+++ ENTRIES SHOWN +++

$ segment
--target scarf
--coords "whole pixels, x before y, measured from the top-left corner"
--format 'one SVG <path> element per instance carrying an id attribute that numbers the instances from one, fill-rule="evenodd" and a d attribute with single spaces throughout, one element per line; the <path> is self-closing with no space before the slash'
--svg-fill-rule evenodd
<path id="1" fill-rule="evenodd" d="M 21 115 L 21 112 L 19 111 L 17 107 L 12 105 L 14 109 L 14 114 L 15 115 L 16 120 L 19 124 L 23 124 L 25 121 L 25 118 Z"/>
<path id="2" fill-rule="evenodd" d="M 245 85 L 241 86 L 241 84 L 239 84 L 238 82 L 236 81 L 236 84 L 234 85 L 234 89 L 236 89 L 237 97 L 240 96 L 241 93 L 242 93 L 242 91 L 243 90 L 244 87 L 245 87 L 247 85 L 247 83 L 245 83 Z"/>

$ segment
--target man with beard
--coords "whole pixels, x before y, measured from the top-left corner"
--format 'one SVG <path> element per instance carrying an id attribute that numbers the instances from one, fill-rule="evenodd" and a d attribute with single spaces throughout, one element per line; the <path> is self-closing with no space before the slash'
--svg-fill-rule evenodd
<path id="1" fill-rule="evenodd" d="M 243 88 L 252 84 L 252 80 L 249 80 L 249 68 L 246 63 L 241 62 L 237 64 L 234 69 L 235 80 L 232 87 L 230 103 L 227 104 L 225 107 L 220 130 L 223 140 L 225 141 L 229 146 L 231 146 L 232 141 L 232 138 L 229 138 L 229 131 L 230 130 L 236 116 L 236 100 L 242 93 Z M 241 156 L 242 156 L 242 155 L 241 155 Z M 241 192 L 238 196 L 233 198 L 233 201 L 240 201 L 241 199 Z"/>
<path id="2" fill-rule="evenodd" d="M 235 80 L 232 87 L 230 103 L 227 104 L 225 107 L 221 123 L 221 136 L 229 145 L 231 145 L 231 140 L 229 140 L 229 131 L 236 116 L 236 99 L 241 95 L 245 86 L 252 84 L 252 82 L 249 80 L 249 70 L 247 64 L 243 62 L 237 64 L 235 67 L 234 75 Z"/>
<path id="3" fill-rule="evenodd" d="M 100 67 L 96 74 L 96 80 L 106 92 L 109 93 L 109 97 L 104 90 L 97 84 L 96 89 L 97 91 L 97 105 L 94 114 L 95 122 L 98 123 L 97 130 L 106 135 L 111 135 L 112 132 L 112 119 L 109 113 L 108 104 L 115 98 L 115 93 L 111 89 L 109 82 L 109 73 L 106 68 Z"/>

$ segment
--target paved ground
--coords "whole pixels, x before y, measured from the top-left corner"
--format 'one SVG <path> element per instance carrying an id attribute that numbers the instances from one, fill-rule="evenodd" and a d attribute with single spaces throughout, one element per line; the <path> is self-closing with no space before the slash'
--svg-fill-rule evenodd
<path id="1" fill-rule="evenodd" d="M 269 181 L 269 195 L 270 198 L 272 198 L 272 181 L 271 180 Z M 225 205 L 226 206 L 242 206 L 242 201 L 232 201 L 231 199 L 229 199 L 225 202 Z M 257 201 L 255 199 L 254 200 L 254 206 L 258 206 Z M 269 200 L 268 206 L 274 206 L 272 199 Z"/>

+++

| WHAT TO PRODUCE |
Rewrite the lines above, changing every "top-left corner" to "upper-left corner" and leaving everything else as it is.

| ANSWER FOR THIS EXERCISE |
$ segment
--target scarf
--coords "whole pixels, x before y, measured from the upper-left corner"
--format 'one SVG <path> element per instance carrying an id attribute that numbers the instances from one, fill-rule="evenodd" and a d attribute with single spaces throughout, one element per line; the <path> is self-closing with no space before the slash'
--svg-fill-rule evenodd
<path id="1" fill-rule="evenodd" d="M 21 115 L 21 112 L 19 111 L 17 107 L 12 105 L 14 109 L 14 114 L 15 115 L 16 120 L 19 124 L 23 124 L 25 121 L 25 118 Z"/>
<path id="2" fill-rule="evenodd" d="M 245 85 L 241 86 L 241 84 L 239 84 L 238 82 L 236 81 L 236 84 L 234 85 L 234 89 L 236 89 L 237 97 L 240 96 L 241 93 L 242 93 L 242 91 L 243 90 L 244 87 L 245 87 L 247 85 L 247 83 L 245 83 Z"/>

$ segment
--target man with beard
--coords "whole pixels, x before y, measured from the upper-left corner"
--format 'one SVG <path> element per instance carrying an id attribute that numbers the instances from one, fill-rule="evenodd" and a d attribute with single spaces throughout, one element per line; the <path> is self-closing with no space before the slash'
--svg-fill-rule evenodd
<path id="1" fill-rule="evenodd" d="M 243 88 L 252 84 L 252 80 L 249 80 L 249 68 L 246 63 L 241 62 L 237 64 L 234 69 L 235 80 L 232 87 L 230 103 L 227 104 L 225 107 L 220 130 L 223 140 L 225 141 L 229 146 L 231 146 L 232 141 L 232 138 L 229 138 L 229 131 L 230 130 L 236 116 L 236 100 L 242 93 Z M 241 156 L 242 156 L 242 155 L 241 155 Z M 241 192 L 238 196 L 233 198 L 233 201 L 240 201 L 241 199 Z"/>
<path id="2" fill-rule="evenodd" d="M 235 80 L 232 87 L 230 103 L 227 104 L 225 107 L 221 123 L 221 136 L 229 145 L 231 145 L 231 140 L 229 140 L 229 131 L 236 116 L 236 99 L 241 95 L 245 86 L 252 84 L 252 82 L 249 80 L 249 70 L 247 64 L 243 62 L 237 64 L 235 67 L 234 75 Z"/>
<path id="3" fill-rule="evenodd" d="M 100 67 L 96 74 L 96 80 L 106 92 L 109 93 L 109 97 L 104 90 L 97 84 L 96 89 L 97 91 L 97 105 L 94 114 L 95 122 L 98 123 L 97 130 L 106 135 L 111 135 L 112 132 L 112 119 L 109 113 L 108 104 L 115 98 L 115 93 L 111 89 L 109 82 L 109 73 L 106 68 Z"/>

$ segment
--target paved ground
--coords "whole pixels, x before y, measured from the upper-left corner"
--format 'one SVG <path> element per instance carrying an id attribute that numbers the instances from one, fill-rule="evenodd" and a d attribute with single spaces throughout, one element per line; the <path> is self-closing with no space before the slash'
--svg-fill-rule evenodd
<path id="1" fill-rule="evenodd" d="M 269 181 L 269 195 L 270 198 L 272 198 L 272 181 L 271 180 Z M 225 205 L 226 206 L 242 206 L 242 201 L 232 201 L 231 199 L 229 199 L 225 202 Z M 257 201 L 255 199 L 254 200 L 254 206 L 258 206 Z M 269 200 L 268 206 L 274 206 L 272 199 Z"/>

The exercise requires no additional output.